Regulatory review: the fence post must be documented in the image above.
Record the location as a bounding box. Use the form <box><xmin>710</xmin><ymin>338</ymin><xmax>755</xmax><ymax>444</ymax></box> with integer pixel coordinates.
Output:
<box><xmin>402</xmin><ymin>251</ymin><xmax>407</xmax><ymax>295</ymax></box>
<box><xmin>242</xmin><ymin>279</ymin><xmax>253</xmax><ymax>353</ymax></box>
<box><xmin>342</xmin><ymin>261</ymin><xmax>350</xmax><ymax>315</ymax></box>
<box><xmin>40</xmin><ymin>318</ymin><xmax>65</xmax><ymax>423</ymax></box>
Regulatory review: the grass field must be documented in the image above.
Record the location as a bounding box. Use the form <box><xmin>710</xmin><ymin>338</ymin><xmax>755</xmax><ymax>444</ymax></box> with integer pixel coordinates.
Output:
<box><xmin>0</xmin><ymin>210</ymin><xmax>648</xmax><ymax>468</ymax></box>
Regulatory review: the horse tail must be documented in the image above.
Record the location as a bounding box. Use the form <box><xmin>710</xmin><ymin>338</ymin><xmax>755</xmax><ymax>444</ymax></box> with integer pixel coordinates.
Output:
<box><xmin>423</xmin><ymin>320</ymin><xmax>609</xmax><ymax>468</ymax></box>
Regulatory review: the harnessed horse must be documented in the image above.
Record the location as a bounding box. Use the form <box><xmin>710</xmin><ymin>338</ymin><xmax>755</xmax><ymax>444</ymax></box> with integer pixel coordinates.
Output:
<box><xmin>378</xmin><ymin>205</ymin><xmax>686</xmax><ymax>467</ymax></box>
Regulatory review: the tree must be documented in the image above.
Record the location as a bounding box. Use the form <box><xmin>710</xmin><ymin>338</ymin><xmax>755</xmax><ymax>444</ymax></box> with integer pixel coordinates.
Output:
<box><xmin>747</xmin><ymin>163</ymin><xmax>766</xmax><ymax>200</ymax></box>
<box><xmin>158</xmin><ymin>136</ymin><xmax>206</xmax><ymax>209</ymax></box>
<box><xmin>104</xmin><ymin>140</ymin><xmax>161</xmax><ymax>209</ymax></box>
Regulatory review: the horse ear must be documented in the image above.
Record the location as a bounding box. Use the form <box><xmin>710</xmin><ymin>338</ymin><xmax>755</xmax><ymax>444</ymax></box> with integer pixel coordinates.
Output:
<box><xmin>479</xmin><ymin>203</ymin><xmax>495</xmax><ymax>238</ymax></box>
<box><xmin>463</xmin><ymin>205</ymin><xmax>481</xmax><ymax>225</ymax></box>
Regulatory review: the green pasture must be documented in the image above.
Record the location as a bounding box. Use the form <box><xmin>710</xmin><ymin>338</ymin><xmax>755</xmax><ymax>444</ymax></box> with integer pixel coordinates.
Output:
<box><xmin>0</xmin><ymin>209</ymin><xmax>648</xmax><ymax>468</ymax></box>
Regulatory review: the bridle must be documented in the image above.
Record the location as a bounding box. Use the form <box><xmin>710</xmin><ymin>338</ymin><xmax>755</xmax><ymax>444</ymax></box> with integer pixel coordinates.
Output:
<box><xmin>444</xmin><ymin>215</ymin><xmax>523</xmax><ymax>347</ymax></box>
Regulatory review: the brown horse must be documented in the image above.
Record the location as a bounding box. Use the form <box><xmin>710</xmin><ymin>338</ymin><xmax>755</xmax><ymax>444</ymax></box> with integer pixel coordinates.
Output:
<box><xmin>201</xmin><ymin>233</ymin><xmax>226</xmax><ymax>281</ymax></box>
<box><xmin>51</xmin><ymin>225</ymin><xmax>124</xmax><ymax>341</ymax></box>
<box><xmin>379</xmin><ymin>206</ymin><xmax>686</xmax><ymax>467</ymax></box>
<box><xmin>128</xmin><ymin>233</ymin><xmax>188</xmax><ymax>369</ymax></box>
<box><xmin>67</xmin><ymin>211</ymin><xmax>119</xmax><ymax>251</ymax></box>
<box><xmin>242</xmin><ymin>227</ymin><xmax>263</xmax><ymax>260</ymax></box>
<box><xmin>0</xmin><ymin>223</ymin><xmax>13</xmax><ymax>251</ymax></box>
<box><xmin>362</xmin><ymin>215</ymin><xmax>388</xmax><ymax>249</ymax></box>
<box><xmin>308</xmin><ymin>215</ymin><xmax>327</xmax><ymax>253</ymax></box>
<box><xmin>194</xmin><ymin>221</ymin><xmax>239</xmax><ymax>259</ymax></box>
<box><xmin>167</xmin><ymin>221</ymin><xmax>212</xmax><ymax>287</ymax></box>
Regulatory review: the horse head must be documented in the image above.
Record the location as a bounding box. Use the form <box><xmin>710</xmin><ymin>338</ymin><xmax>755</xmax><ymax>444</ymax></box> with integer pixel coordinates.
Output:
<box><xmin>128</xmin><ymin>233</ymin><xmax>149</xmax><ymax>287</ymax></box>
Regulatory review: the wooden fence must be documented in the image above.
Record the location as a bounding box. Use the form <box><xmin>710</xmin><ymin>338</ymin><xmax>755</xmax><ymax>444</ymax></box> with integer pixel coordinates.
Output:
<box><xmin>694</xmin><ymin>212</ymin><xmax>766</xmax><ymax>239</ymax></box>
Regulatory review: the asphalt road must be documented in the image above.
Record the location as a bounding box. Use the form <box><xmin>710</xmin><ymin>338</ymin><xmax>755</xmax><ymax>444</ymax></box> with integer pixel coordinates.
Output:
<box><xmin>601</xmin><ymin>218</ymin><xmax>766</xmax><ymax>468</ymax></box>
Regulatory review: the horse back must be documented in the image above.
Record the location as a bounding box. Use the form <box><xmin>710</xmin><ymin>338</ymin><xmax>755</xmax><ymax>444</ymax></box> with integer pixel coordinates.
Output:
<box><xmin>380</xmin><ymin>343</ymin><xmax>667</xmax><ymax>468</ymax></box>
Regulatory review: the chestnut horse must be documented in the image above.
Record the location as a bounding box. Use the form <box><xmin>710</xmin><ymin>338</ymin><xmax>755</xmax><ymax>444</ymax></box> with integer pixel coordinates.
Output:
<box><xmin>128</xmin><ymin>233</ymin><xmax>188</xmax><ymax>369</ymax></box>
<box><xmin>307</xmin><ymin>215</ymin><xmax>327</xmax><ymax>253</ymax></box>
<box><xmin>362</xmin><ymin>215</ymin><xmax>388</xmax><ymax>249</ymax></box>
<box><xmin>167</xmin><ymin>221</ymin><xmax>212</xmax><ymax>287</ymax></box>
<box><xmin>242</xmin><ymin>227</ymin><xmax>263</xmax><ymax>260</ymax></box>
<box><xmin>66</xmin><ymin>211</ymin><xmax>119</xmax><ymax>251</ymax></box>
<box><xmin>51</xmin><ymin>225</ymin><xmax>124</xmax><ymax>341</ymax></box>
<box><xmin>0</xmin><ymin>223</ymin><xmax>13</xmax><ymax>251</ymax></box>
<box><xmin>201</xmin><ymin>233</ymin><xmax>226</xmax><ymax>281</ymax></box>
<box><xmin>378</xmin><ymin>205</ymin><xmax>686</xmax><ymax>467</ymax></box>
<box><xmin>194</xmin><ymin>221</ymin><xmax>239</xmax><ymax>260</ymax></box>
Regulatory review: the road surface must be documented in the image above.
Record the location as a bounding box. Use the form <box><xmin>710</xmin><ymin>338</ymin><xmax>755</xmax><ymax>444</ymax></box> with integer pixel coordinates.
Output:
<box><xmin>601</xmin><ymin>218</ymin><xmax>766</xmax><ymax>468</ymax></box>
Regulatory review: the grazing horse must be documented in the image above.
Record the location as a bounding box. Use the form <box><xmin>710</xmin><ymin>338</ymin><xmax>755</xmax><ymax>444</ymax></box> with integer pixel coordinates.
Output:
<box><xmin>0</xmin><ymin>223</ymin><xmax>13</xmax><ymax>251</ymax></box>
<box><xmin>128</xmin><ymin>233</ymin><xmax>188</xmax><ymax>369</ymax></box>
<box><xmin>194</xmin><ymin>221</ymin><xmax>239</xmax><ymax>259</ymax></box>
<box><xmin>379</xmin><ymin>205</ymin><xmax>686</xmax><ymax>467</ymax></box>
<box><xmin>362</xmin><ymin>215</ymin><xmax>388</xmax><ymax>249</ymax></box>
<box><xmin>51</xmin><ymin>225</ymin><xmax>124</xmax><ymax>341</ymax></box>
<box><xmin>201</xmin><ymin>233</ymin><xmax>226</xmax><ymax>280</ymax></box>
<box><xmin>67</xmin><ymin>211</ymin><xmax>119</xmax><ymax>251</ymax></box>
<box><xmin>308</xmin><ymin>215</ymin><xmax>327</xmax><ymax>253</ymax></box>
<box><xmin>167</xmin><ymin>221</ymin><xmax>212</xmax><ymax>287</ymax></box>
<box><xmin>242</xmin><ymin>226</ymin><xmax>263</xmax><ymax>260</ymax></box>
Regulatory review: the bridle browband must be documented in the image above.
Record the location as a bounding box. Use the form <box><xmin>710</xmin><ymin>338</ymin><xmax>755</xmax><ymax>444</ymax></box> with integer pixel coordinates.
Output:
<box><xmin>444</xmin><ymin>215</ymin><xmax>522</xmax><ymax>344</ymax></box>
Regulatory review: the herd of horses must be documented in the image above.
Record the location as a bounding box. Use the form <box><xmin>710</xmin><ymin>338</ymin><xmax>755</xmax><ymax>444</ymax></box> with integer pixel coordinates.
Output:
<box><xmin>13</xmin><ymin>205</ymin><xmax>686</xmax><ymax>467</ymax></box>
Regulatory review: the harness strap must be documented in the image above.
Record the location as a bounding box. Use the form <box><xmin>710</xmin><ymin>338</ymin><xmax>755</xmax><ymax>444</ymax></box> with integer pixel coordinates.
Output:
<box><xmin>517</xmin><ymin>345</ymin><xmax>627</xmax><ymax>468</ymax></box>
□ □ □ □
WORK TO BE COMPLETED:
How many lines in the records above contain the string "bridle"? Reply with the number alone.

EXERCISE ANSWER:
2